(Position annotation records)
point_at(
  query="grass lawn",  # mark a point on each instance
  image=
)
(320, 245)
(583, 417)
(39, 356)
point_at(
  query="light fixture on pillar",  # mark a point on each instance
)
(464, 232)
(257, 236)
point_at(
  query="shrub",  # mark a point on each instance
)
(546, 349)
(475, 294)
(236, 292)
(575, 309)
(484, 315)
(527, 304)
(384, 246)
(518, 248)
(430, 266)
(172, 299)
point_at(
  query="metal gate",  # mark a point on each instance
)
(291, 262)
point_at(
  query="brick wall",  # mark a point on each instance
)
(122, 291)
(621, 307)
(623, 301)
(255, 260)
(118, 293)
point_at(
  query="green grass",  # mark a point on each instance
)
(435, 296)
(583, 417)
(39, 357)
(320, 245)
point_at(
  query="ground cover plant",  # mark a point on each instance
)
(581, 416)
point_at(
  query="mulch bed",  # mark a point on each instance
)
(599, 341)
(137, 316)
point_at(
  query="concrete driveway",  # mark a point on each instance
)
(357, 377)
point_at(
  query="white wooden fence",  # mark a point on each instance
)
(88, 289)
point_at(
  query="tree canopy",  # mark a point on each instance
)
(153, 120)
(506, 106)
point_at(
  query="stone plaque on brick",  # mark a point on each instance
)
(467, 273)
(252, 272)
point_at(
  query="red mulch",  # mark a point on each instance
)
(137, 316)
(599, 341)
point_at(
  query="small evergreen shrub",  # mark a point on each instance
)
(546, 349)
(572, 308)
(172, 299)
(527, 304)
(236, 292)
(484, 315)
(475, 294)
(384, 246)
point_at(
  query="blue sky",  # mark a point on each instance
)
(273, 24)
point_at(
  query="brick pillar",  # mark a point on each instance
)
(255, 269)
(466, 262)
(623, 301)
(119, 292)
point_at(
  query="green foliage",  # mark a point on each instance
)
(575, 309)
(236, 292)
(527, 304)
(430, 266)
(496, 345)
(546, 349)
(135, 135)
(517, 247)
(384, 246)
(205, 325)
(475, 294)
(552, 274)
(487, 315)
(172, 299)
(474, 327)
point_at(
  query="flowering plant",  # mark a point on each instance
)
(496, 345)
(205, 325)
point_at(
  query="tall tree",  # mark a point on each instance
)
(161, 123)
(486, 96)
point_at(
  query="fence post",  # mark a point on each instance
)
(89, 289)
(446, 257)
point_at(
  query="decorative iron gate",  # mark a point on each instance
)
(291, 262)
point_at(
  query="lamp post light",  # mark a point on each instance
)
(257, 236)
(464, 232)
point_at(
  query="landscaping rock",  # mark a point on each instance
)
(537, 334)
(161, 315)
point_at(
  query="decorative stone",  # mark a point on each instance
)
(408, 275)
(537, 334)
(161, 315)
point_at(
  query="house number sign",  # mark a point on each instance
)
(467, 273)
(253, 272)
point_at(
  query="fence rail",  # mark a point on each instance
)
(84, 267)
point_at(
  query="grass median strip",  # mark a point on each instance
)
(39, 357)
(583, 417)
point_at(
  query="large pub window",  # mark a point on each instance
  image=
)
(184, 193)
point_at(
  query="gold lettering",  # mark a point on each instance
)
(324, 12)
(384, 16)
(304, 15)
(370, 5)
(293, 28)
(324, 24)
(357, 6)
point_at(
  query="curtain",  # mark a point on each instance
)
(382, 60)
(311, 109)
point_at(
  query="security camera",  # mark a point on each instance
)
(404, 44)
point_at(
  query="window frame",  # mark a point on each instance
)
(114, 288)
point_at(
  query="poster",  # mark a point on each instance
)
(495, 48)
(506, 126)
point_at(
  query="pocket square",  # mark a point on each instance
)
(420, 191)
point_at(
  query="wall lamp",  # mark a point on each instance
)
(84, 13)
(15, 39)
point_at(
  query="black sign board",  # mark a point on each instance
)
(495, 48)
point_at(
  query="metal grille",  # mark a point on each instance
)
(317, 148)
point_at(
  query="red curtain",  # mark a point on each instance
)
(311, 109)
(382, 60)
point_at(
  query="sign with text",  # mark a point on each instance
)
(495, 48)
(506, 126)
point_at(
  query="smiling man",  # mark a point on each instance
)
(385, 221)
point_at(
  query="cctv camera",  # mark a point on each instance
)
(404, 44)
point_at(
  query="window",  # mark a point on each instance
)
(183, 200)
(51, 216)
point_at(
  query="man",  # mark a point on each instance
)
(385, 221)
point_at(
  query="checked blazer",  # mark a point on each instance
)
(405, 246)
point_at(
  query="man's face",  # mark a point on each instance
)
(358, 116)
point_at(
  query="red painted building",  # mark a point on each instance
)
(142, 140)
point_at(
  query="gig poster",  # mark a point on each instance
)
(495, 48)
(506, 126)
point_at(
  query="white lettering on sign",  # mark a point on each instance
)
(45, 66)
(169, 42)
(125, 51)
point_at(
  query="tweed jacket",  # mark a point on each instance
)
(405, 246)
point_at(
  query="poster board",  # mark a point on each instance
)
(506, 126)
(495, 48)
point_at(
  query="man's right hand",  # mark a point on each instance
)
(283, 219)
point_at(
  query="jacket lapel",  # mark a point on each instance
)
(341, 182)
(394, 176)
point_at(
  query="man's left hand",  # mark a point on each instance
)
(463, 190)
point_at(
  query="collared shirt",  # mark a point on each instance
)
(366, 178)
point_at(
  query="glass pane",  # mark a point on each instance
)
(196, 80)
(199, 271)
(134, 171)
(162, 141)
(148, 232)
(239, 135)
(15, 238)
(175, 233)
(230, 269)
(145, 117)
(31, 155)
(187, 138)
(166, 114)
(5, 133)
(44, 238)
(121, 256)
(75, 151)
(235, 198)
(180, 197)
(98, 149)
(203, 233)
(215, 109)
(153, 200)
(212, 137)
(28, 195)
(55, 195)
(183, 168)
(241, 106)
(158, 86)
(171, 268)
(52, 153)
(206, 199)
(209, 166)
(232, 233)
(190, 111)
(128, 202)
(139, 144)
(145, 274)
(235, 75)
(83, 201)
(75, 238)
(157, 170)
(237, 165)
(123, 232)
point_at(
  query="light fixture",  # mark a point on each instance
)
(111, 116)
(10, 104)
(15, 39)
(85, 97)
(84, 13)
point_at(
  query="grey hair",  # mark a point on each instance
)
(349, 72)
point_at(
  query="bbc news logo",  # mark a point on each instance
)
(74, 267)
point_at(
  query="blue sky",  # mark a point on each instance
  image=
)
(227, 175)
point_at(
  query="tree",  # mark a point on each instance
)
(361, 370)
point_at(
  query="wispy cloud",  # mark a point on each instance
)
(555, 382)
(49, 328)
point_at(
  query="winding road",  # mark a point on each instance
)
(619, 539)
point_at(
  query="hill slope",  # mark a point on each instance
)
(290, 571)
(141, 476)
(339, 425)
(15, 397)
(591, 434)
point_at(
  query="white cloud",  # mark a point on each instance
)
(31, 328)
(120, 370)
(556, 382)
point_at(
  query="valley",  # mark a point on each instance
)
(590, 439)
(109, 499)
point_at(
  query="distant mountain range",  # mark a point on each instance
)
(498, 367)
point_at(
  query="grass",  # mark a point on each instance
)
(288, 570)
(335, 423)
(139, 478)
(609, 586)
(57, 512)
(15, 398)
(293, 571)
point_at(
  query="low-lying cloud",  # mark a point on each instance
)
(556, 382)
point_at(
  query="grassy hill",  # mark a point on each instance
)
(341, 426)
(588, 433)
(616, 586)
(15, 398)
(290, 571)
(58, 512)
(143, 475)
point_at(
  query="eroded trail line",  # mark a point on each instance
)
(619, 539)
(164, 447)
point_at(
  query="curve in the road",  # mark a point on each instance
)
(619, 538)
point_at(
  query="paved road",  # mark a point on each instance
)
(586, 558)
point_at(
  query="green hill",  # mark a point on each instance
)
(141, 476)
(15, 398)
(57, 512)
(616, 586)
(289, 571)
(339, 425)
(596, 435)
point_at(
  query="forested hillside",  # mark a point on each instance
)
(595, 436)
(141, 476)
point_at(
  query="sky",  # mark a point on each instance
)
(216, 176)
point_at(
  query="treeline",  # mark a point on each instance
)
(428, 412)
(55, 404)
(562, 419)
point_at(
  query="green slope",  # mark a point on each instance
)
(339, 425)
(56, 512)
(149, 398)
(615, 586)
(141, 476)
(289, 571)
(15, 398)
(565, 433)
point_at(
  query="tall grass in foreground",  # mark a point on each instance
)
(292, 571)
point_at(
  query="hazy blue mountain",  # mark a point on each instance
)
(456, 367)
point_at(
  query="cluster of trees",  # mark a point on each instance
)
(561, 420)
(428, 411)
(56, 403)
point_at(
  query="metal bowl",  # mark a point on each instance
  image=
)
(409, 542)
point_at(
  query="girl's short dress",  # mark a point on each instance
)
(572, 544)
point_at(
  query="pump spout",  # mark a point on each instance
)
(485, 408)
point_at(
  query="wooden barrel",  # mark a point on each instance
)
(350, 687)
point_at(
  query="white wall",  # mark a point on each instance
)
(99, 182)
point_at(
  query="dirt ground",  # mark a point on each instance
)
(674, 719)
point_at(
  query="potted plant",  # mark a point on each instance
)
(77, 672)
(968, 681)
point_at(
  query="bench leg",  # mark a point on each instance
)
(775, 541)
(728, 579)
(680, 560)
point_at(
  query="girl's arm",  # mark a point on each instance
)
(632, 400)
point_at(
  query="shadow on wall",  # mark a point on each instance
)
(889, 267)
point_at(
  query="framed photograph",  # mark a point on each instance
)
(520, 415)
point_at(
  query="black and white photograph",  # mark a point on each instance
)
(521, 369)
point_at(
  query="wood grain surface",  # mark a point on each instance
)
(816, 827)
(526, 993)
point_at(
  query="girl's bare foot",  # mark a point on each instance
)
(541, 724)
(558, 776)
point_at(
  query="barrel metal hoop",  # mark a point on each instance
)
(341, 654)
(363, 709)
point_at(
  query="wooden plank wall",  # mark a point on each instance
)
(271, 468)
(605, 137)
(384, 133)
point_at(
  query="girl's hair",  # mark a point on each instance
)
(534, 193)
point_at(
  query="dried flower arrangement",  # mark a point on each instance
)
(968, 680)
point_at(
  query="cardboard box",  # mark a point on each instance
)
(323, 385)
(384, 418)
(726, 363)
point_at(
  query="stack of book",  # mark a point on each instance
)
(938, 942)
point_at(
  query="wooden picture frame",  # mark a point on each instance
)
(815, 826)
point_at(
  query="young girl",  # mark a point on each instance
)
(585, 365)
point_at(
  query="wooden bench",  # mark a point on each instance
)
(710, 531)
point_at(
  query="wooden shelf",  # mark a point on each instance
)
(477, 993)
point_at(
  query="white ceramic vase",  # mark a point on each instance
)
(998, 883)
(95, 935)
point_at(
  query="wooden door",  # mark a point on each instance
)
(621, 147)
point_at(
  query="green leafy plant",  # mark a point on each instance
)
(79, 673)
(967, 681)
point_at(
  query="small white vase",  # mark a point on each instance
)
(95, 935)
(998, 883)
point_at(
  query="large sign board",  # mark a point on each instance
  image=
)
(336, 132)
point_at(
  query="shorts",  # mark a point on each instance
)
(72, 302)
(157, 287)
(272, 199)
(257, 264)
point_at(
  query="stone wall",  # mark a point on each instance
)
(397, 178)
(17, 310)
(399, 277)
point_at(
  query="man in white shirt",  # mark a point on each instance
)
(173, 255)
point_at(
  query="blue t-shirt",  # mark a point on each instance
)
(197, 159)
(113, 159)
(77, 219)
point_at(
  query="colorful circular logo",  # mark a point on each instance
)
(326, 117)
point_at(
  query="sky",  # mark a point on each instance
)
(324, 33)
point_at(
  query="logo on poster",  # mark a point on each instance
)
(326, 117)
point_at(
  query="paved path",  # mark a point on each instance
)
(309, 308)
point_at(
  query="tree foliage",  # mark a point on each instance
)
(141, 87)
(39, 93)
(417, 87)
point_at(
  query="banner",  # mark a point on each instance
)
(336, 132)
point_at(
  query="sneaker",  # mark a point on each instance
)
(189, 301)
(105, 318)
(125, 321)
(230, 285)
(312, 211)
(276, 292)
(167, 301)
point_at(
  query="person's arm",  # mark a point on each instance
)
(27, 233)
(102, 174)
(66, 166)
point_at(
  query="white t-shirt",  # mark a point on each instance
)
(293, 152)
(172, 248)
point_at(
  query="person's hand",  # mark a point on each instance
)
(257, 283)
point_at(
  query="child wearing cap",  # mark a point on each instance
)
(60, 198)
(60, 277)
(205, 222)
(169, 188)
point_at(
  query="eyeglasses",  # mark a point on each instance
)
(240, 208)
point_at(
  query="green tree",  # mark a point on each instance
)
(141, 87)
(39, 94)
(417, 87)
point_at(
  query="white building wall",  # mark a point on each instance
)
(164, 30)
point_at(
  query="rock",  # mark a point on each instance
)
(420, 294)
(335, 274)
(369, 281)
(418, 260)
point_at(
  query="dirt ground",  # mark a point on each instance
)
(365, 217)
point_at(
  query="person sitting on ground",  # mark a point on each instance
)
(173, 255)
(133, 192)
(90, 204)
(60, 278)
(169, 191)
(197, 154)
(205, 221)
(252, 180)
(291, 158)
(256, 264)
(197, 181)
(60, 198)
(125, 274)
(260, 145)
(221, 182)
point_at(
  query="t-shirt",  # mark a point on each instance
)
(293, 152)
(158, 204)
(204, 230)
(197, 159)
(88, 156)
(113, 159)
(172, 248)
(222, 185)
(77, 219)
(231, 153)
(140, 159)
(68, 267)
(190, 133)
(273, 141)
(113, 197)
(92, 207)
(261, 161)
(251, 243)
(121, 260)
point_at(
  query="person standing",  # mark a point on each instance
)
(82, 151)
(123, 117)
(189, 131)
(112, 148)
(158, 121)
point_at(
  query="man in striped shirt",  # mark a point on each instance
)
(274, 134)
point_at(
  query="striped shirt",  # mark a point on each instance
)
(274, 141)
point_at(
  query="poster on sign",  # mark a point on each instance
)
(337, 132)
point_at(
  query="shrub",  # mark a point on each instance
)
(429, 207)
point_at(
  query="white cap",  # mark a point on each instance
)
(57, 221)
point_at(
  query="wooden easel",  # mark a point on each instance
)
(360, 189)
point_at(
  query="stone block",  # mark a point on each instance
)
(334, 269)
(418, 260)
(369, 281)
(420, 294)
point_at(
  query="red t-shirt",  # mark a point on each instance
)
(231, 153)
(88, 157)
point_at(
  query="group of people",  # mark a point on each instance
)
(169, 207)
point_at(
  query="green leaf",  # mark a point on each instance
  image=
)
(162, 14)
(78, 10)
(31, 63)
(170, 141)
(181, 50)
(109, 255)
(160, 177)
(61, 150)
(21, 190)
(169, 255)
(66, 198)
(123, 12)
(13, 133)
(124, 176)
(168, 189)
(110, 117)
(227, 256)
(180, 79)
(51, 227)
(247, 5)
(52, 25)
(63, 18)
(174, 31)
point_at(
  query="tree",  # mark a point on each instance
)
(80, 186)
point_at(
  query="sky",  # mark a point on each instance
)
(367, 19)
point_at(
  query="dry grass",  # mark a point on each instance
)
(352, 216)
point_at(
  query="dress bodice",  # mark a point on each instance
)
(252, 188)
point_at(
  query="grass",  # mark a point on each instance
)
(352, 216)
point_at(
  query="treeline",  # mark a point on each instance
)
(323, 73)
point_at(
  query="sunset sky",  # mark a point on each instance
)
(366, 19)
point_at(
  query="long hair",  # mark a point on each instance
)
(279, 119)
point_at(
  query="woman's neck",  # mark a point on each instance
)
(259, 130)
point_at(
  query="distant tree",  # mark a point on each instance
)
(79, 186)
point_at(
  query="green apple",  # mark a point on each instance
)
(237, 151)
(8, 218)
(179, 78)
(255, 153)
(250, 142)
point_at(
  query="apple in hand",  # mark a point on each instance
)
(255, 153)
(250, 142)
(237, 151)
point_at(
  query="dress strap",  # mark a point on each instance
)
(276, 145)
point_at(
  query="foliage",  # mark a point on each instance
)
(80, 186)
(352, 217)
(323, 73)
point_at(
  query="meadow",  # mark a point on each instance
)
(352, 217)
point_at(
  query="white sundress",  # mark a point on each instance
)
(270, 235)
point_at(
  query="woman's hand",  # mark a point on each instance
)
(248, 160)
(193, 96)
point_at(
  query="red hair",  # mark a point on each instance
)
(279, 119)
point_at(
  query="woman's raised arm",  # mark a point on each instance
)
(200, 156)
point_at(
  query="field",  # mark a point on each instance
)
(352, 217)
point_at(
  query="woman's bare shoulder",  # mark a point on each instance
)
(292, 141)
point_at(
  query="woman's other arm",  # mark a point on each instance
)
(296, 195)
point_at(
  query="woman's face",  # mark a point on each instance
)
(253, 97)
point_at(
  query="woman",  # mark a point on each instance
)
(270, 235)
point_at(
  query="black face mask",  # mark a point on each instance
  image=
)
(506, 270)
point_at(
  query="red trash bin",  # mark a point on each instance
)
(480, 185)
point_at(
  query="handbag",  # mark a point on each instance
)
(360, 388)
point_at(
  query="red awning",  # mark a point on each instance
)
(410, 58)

▶ _Your goal_:
List every line of the material above that contains the string "striped". Matching is case-sensitive.

▶ _Exercise solution_:
  query="man in striped shirt",  # mark a point on each instance
  query="striped shirt",  # mark a point on each instance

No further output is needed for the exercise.